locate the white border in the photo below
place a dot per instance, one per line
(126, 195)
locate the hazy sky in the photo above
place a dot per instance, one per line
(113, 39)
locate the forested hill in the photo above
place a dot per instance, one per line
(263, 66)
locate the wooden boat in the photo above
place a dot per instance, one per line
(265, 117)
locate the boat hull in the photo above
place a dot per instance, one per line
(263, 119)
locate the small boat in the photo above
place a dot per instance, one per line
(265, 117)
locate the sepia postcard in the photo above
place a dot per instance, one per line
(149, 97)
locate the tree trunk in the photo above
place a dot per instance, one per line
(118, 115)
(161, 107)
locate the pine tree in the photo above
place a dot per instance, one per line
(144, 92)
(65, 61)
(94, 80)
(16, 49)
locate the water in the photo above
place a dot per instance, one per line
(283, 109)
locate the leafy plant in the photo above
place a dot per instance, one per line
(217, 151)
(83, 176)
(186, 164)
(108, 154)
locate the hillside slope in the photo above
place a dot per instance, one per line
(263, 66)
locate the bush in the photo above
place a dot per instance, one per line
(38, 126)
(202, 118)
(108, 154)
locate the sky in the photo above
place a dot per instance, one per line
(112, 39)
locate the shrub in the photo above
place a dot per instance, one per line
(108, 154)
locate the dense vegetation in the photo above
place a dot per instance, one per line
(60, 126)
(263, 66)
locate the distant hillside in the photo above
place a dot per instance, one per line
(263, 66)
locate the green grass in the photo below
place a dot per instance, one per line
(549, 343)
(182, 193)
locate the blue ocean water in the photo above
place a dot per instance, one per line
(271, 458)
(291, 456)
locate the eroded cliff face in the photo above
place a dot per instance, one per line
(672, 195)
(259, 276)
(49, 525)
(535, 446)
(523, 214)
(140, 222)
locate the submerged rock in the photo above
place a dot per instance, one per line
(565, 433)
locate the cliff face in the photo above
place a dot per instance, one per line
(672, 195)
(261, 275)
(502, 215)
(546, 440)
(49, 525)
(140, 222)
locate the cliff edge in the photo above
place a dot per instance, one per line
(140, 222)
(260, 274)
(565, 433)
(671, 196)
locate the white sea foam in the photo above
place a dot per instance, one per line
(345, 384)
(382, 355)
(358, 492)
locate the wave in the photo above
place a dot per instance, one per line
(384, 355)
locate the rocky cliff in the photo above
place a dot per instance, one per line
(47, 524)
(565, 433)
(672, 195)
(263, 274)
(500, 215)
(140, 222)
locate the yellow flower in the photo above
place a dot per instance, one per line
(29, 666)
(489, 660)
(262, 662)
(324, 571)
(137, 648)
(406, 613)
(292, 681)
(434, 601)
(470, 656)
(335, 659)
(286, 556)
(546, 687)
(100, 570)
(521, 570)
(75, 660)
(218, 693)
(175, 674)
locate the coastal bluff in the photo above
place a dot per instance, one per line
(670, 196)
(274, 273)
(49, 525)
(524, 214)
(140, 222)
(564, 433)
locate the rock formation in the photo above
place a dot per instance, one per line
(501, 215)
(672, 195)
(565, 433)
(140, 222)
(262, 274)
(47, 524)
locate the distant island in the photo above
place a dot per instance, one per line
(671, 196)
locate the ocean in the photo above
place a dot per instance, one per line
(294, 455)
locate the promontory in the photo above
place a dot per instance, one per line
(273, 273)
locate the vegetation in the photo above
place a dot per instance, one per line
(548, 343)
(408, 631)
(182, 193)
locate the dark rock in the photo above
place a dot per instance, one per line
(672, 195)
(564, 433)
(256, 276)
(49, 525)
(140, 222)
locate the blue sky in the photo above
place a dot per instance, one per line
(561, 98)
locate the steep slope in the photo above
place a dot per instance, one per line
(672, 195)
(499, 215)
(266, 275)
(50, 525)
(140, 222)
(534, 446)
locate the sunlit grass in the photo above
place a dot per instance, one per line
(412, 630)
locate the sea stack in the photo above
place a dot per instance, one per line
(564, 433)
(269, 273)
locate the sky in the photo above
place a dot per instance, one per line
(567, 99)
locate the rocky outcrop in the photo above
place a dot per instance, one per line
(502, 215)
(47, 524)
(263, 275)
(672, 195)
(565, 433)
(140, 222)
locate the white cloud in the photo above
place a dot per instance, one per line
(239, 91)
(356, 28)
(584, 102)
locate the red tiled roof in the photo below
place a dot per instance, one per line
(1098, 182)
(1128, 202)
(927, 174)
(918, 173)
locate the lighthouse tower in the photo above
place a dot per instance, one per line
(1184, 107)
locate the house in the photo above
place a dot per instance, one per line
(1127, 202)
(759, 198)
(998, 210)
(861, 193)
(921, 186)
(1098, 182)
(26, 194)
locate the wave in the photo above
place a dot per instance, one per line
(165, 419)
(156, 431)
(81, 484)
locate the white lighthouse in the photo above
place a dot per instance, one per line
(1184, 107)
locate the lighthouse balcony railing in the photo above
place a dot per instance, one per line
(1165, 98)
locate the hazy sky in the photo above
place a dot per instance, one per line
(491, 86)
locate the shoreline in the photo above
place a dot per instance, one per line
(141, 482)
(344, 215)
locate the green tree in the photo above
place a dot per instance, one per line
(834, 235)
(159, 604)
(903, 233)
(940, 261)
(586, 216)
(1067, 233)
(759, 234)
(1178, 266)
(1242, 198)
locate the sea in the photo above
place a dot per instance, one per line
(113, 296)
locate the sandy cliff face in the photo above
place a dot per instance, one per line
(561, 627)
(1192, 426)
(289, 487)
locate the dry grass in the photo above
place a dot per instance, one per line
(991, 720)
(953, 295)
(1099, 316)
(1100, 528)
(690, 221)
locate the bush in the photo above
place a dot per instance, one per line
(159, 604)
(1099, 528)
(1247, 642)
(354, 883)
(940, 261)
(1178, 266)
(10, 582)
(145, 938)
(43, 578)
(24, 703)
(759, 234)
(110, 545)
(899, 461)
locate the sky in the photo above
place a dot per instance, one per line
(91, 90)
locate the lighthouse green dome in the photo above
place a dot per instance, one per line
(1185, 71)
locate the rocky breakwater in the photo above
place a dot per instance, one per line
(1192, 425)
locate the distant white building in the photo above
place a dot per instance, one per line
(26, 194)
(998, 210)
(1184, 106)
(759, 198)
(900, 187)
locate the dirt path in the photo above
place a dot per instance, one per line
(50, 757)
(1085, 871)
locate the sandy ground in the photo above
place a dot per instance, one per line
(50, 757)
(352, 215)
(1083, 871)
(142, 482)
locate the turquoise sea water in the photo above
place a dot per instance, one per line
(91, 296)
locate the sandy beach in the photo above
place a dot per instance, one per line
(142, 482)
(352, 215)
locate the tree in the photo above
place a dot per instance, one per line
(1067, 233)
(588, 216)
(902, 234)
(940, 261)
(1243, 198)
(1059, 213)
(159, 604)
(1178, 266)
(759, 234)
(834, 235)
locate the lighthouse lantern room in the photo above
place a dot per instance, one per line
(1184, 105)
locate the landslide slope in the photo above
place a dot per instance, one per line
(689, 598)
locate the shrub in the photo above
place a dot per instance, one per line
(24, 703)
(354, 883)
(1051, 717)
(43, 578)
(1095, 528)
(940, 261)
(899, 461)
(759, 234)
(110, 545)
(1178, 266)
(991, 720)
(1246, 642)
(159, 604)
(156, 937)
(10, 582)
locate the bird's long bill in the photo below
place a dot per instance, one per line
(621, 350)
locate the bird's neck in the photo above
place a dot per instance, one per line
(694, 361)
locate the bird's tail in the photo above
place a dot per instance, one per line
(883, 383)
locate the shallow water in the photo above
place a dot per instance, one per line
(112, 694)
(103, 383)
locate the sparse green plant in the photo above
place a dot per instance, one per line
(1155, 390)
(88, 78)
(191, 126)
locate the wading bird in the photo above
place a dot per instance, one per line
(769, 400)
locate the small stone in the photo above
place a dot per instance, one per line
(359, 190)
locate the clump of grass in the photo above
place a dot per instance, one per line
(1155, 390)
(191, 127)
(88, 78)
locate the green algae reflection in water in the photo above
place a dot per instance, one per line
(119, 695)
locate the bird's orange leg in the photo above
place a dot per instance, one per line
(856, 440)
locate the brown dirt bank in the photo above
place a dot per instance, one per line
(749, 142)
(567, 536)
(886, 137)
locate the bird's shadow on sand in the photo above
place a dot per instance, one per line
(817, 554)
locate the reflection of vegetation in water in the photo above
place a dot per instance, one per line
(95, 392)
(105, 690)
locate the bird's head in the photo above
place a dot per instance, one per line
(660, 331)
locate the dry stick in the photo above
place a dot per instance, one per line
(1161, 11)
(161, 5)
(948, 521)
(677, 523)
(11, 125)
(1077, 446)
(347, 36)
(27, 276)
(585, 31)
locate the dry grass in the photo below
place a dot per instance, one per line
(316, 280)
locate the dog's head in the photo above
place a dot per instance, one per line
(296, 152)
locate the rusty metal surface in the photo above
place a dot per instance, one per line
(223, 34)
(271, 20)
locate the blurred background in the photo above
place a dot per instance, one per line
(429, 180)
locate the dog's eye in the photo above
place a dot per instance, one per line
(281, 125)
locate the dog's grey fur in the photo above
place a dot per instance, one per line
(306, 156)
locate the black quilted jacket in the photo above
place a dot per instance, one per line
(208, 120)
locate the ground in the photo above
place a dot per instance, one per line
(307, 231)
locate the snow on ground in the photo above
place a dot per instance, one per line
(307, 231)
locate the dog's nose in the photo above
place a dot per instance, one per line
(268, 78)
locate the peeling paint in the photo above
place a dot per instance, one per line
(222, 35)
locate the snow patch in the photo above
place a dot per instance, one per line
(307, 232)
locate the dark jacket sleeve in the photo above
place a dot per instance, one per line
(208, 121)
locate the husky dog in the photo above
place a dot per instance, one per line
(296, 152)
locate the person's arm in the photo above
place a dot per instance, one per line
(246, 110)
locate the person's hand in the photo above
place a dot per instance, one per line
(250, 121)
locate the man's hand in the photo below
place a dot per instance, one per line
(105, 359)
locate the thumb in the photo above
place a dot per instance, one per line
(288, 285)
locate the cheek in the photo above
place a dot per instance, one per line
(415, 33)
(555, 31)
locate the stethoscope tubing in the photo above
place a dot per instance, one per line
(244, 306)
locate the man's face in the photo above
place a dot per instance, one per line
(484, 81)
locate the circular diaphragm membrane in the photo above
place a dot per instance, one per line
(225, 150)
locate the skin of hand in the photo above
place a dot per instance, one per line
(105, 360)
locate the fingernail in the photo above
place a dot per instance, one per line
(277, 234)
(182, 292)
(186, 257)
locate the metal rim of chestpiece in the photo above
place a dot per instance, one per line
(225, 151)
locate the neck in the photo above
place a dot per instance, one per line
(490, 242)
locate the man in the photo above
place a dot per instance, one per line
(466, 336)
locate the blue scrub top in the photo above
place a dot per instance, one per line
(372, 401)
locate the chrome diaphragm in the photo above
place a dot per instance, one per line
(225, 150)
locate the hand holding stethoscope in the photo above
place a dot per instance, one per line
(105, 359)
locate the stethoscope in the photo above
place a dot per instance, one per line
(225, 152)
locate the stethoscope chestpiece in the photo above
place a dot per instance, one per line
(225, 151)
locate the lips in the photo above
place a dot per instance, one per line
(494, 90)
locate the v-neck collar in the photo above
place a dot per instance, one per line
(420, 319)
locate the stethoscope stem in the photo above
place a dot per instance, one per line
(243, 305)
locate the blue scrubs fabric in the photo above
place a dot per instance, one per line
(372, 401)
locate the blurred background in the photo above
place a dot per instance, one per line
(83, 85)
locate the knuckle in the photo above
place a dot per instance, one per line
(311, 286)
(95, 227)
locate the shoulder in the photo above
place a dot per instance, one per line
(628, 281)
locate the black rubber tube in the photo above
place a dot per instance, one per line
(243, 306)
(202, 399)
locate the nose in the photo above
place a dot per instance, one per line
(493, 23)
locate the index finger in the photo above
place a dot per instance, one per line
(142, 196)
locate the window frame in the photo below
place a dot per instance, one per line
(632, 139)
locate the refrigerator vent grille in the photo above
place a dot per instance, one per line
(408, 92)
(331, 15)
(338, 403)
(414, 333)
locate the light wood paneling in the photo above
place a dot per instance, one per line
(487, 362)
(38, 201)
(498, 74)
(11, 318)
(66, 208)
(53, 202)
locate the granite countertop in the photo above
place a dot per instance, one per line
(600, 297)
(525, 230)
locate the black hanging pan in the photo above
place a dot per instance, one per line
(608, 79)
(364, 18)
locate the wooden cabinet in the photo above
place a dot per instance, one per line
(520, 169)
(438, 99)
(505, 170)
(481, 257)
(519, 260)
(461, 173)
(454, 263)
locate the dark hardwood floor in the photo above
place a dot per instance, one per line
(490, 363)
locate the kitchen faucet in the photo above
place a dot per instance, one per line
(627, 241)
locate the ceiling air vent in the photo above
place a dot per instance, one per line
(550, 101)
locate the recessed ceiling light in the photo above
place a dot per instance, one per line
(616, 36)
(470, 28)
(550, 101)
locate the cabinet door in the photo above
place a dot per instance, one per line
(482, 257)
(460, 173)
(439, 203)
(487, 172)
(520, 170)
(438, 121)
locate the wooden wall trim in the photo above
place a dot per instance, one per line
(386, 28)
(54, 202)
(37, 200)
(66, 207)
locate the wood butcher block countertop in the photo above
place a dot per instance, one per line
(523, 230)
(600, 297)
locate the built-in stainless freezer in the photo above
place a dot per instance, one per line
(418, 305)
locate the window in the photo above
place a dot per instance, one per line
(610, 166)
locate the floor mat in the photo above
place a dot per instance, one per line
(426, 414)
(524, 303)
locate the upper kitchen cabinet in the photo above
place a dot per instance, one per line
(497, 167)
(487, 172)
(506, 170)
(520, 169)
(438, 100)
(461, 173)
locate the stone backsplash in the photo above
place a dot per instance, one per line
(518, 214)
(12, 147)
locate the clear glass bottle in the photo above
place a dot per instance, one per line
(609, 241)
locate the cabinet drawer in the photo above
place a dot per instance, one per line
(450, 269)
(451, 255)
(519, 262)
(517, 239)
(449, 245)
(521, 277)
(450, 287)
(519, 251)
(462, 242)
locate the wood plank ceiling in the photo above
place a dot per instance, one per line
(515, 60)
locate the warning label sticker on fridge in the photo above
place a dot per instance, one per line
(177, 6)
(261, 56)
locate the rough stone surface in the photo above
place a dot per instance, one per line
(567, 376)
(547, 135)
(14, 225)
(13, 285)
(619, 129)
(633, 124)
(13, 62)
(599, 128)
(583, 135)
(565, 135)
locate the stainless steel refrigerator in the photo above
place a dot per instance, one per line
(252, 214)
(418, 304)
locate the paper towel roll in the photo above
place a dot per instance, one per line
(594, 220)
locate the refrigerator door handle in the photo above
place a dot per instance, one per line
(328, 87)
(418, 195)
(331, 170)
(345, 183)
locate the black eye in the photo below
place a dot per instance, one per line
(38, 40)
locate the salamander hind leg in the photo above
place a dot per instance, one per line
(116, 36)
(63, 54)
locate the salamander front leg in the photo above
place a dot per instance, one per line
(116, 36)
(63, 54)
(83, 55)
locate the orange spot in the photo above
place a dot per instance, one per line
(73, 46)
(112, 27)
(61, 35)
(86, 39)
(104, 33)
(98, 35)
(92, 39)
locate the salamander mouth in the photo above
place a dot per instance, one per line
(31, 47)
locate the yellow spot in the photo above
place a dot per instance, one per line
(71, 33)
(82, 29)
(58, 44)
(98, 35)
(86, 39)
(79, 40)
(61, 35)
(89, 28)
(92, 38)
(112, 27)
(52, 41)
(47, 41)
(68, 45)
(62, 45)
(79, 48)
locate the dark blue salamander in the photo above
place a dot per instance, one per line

_PROBLEM TO WORK ON:_ In the listing above, find the line containing "locate the orange spot in the photo above", then reproduce it and each line after it through the end, exactly and with nothing added.

_WORKED SOLUTION:_
locate the orange spot in the photo above
place a dot per instance, one per line
(73, 46)
(112, 27)
(61, 35)
(86, 39)
(104, 33)
(98, 35)
(92, 39)
locate the salamander mouth in the photo above
place a dot per instance, one per line
(31, 47)
locate the yellow spot in the photo above
place a dot per instance, one per line
(71, 33)
(82, 29)
(58, 44)
(98, 35)
(86, 39)
(79, 40)
(61, 35)
(89, 28)
(92, 38)
(112, 27)
(52, 41)
(47, 41)
(68, 45)
(62, 45)
(79, 48)
locate the dark blue salamander in the photo above
place a dot per instance, one per line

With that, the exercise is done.